These days I have a hard time writing a song that feels bright or hopeful. The unemployment rate is edging up even further and spending is down. Foreclosures are way up and stocks are down. Our headlines are full of war, natural disaster, and corruption. So I go looking for songs of hope and stories that remind me of the incredible privilege of living another day. I suppose I'm looking for a hero of sorts. Someone who rises above the situation and does something incredible.

Remember the guy who threw himself on top of the passenger who had suffered a seizure in the New York Subway? As the train was approaching he jumps down onto the tracks and risks his life to save the life of a complete stranger whose convulsions had thrown him into the path of an oncoming train. Incredible. Have you seen Team Hoyt, the dad who pushes his disabled son through all the marathons? They've even done the Iron Man competitions together as father and son, which makes me tear up. Or the story of Mother Teresa, a woman who gave her life to the less fortunate day after day after day. These are the stories that I want to sing about. These are stories of hope.

Such sacrifice, such patience and such goodness is rare and rightly called heroic. But these are not the heroes of our times. Wesley Autrey is not a household name and neither is Team Hoyt. If you want to know the heroes of our society, follow the money, look at the posters on the wall. We pay them seven digit salaries, we put their songs on our playlists, and follow them on Twitter. These are the heroes we emulate.

> WHAT IS REQUIRED
In the passage on heroes, what does the dad from Team Hoyt do with his disabled son?

[Excerpts from point annotation data]
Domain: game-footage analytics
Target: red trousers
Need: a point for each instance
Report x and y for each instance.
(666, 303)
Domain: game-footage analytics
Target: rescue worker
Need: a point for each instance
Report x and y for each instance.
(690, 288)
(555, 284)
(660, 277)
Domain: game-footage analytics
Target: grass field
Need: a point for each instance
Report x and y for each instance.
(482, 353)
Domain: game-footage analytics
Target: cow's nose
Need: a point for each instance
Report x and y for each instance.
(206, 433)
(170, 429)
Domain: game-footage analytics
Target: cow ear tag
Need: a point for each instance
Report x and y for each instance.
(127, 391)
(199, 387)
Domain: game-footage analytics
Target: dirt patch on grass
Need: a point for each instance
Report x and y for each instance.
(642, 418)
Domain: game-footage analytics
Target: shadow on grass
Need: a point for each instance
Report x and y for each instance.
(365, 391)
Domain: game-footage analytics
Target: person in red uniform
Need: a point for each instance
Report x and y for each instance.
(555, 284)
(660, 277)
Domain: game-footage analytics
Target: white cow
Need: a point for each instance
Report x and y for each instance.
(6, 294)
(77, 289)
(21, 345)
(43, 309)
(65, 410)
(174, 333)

> OUTPUT FOR THIS TASK
He pushes his son through all the marathons.